◆ Given task: Rewrite the listing below, replacing "canopy" with "awning" and changing nothing else. Leave the pictures out of your answer.

◆ Extracted records:
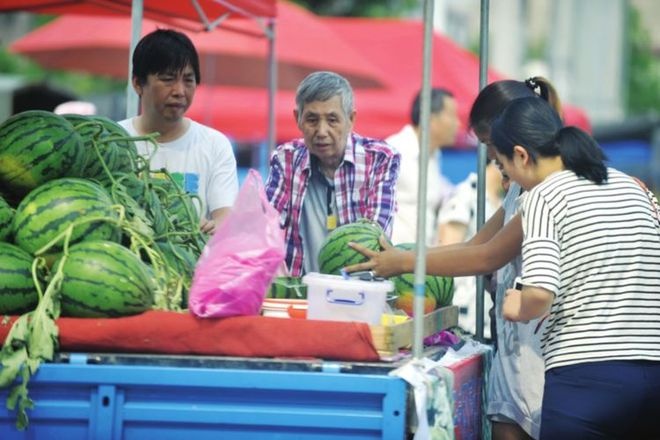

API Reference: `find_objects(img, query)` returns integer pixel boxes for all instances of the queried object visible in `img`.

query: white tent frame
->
[413,0,490,352]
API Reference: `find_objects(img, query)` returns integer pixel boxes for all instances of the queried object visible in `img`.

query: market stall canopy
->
[189,16,503,145]
[0,0,277,30]
[9,2,386,90]
[188,15,589,146]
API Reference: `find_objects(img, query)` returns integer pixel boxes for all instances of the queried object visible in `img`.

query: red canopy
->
[188,15,589,142]
[189,16,502,144]
[0,0,277,28]
[10,2,385,89]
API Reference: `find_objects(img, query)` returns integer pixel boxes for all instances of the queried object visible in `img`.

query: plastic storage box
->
[302,272,394,324]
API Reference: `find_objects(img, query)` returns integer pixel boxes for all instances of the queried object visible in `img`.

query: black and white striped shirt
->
[522,168,660,370]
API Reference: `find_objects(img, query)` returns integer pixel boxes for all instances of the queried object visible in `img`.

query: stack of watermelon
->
[0,110,203,317]
[318,219,454,315]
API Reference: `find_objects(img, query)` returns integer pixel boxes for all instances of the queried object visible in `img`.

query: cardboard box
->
[370,306,458,356]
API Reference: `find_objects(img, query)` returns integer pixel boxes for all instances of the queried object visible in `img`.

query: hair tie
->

◆ Response:
API Reference: `find_objects(img, query)` returns integer pixel boxes for all instances of the queried object visible in `img`.

query: white tent frame
->
[413,0,490,352]
API Reference: `find_objects(img, query)` returns integer pixel boxes for all instances of the queried object visible in `img`.

query: market stall awning
->
[189,16,503,145]
[0,0,277,30]
[9,2,386,90]
[188,15,589,146]
API Reference: `find_objects(img, query)` returns integer pixel boxes for all instances of the queried object visible in `img`.

query: red awning
->
[188,15,589,142]
[189,16,502,144]
[0,0,277,28]
[10,2,385,89]
API Reference: `find_objects(img, query)` returns integer pixel boxes for all instances of the queried object visible in `img`.

query: plastic storage box
->
[302,272,394,324]
API Reference: `find_objects(img, query)` returns integer pixel boxes for all instances of the queried object visible in `img`.

query: black and white striped shirt
->
[522,168,660,370]
API Reference: `find_objects(img, query)` returns integer pixel boxes for all instances of the queried object visible in `img`.

query: stack of watermelon
->
[0,110,203,317]
[318,219,454,315]
API Reference: `find_objects(img, query)` returns integer pixel boxes for all instances of the queried object visible in `img`.

query: cardboard box
->
[370,306,458,356]
API Reference: `find_objects(img, query)` returns integer pixel boxes for all instances of the queried object visible in `img`.

query: hair tie
->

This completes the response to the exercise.